> _SHORT TASK A_
In the blog post about A Tale of Two Cities, what are "beats"?
> _SHORT TASK B_
Reproduce the blog post about A Tale of Two Cities from "Thursday's Children Blog" up to and including "yourselves a copy.".

> _PASSAGE PROVIDED_

━━━━

Thursday's Children Blog Hop

Friday, 9 November 2012

A Tale Of Totally Epic


This is not a review, since I cannot find fault with this book and therefore would come across as utterly bias. It’s not a study, an essay, an exploration or any of the things this book deserves, (and, unsurprisingly, has been subject to for decades). This is an entreaty, to writers everywhere, to get yourselves a copy.

It was the best of times, it was the worst of times

For me, just reading those famous words was a thrill. Charles Dickens’ classic, A Tale Of Two Cities, was finally mine to discover. I expected everything people say about his work – pages of exposition marring an otherwise entertaining storyline – but I was wrong.  The showing instead of telling was at times breathtaking. The use of original, detailed descriptions for emotions, settings and beats (actions that break up dialogue), put our modern day clichés to shame.  The mystery and suspense built upon itself with more strength, complexity and eventual closure than anything I’ve ever read before, and I’m genuinely afraid I’ll never enjoy anything as much again.

━━━━

> _EXTRACTED RECORDS_
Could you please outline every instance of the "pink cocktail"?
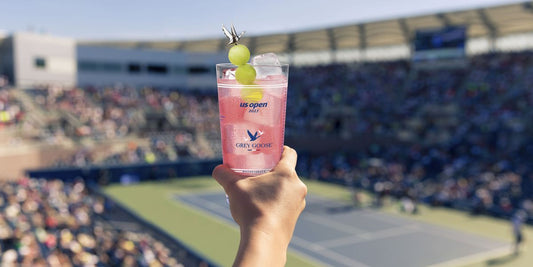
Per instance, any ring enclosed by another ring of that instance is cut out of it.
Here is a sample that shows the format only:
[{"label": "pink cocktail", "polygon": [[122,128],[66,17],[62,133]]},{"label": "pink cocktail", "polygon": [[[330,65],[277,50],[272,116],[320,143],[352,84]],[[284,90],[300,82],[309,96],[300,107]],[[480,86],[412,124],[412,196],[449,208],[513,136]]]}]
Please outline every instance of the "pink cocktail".
[{"label": "pink cocktail", "polygon": [[252,85],[235,80],[236,68],[217,64],[222,158],[233,171],[255,176],[270,171],[281,157],[288,65],[254,66],[274,74],[258,77]]}]

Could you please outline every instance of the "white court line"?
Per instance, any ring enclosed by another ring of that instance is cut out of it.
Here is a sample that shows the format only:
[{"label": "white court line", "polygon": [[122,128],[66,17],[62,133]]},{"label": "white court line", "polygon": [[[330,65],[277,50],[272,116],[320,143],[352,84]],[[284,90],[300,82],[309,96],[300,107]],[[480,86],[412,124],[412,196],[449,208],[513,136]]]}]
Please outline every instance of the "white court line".
[{"label": "white court line", "polygon": [[368,265],[366,265],[366,264],[364,264],[362,262],[358,262],[358,261],[356,261],[354,259],[348,258],[348,257],[346,257],[344,255],[341,255],[341,254],[337,253],[337,252],[333,252],[333,251],[331,251],[331,250],[329,250],[327,248],[324,248],[324,247],[322,247],[320,245],[308,242],[308,241],[303,240],[303,239],[301,239],[301,238],[299,238],[297,236],[293,236],[292,237],[292,242],[295,245],[298,245],[298,246],[304,247],[304,248],[308,248],[309,250],[312,250],[313,252],[315,252],[317,254],[320,254],[320,255],[322,255],[322,256],[330,259],[330,260],[333,260],[335,262],[342,263],[345,266],[350,266],[350,267],[369,267]]},{"label": "white court line", "polygon": [[[473,245],[476,247],[484,248],[484,249],[493,249],[494,246],[491,245],[491,243],[483,242],[481,240],[474,240],[471,239],[471,237],[481,237],[475,234],[470,233],[461,233],[458,230],[451,230],[451,229],[443,229],[438,226],[433,225],[425,225],[426,227],[422,227],[421,231],[426,232],[428,234],[437,235],[441,237],[445,237],[447,239],[459,241],[464,244]],[[485,238],[486,239],[486,238]]]},{"label": "white court line", "polygon": [[326,241],[320,241],[320,242],[317,242],[317,244],[319,244],[320,246],[324,248],[332,248],[332,247],[338,247],[338,246],[343,246],[343,245],[353,245],[353,244],[368,242],[372,240],[378,240],[378,239],[384,239],[384,238],[389,238],[389,237],[394,237],[394,236],[410,234],[410,233],[419,231],[419,229],[420,227],[418,227],[418,225],[413,224],[413,225],[389,228],[389,229],[376,231],[376,232],[355,234],[349,237],[341,237],[341,238],[330,239]]},{"label": "white court line", "polygon": [[510,251],[511,251],[510,247],[501,247],[501,248],[497,248],[497,249],[493,249],[489,251],[484,251],[484,252],[456,258],[456,259],[449,260],[449,261],[432,264],[429,267],[466,266],[468,264],[478,263],[478,262],[485,261],[488,259],[493,259],[493,258],[507,255],[510,253]]},{"label": "white court line", "polygon": [[310,221],[312,221],[314,223],[326,226],[328,228],[341,230],[341,231],[344,231],[344,232],[347,232],[347,233],[361,234],[361,233],[368,232],[366,230],[363,230],[363,229],[360,229],[360,228],[357,228],[357,227],[353,227],[353,226],[346,225],[346,224],[343,224],[343,223],[338,223],[338,222],[336,222],[334,220],[330,220],[330,219],[327,219],[327,218],[322,218],[322,216],[318,216],[318,215],[314,215],[314,214],[310,214],[310,213],[305,213],[305,214],[302,214],[302,215],[303,216],[301,216],[301,219],[307,219],[307,220],[310,220]]},{"label": "white court line", "polygon": [[[217,210],[219,212],[220,211],[223,211],[223,212],[228,212],[229,211],[229,209],[226,206],[223,206],[221,204],[213,203],[212,201],[205,200],[205,199],[202,199],[202,198],[199,198],[199,197],[196,197],[196,196],[192,196],[192,195],[189,195],[188,197],[193,199],[194,201],[198,201],[199,204],[201,204],[204,207],[207,207],[208,210],[209,209],[211,209],[211,211]],[[221,216],[220,214],[215,214],[215,215]],[[222,219],[225,219],[225,218],[222,218]],[[235,225],[232,225],[232,226],[235,227]],[[297,243],[298,241],[295,241],[295,239],[297,239],[297,237],[293,236],[293,242]],[[304,242],[307,242],[307,241],[304,241],[304,240],[300,241],[300,243],[304,243]],[[311,247],[313,245],[314,244],[309,243],[309,242],[306,243],[306,246],[308,246],[308,247]],[[321,260],[319,260],[319,259],[317,259],[317,258],[315,258],[315,257],[313,257],[313,256],[301,251],[301,250],[298,250],[298,249],[295,249],[295,248],[291,248],[291,249],[294,250],[294,252],[297,253],[298,255],[300,255],[301,257],[307,258],[307,259],[309,259],[311,261],[314,261],[315,263],[318,263],[321,266],[331,266],[331,265],[328,265],[325,262],[322,262]]]}]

━━━━

> _FULL ANSWER A_
Actions that break up dialogue.

> _FULL ANSWER B_
Thursday's Children Blog Hop

Friday, 9 November 2012

A Tale Of Totally Epic


This is not a review, since I cannot find fault with this book and therefore would come across as utterly bias. It’s not a study, an essay, an exploration or any of the things this book deserves, (and, unsurprisingly, has been subject to for decades). This is an entreaty, to writers everywhere, to get yourselves a copy.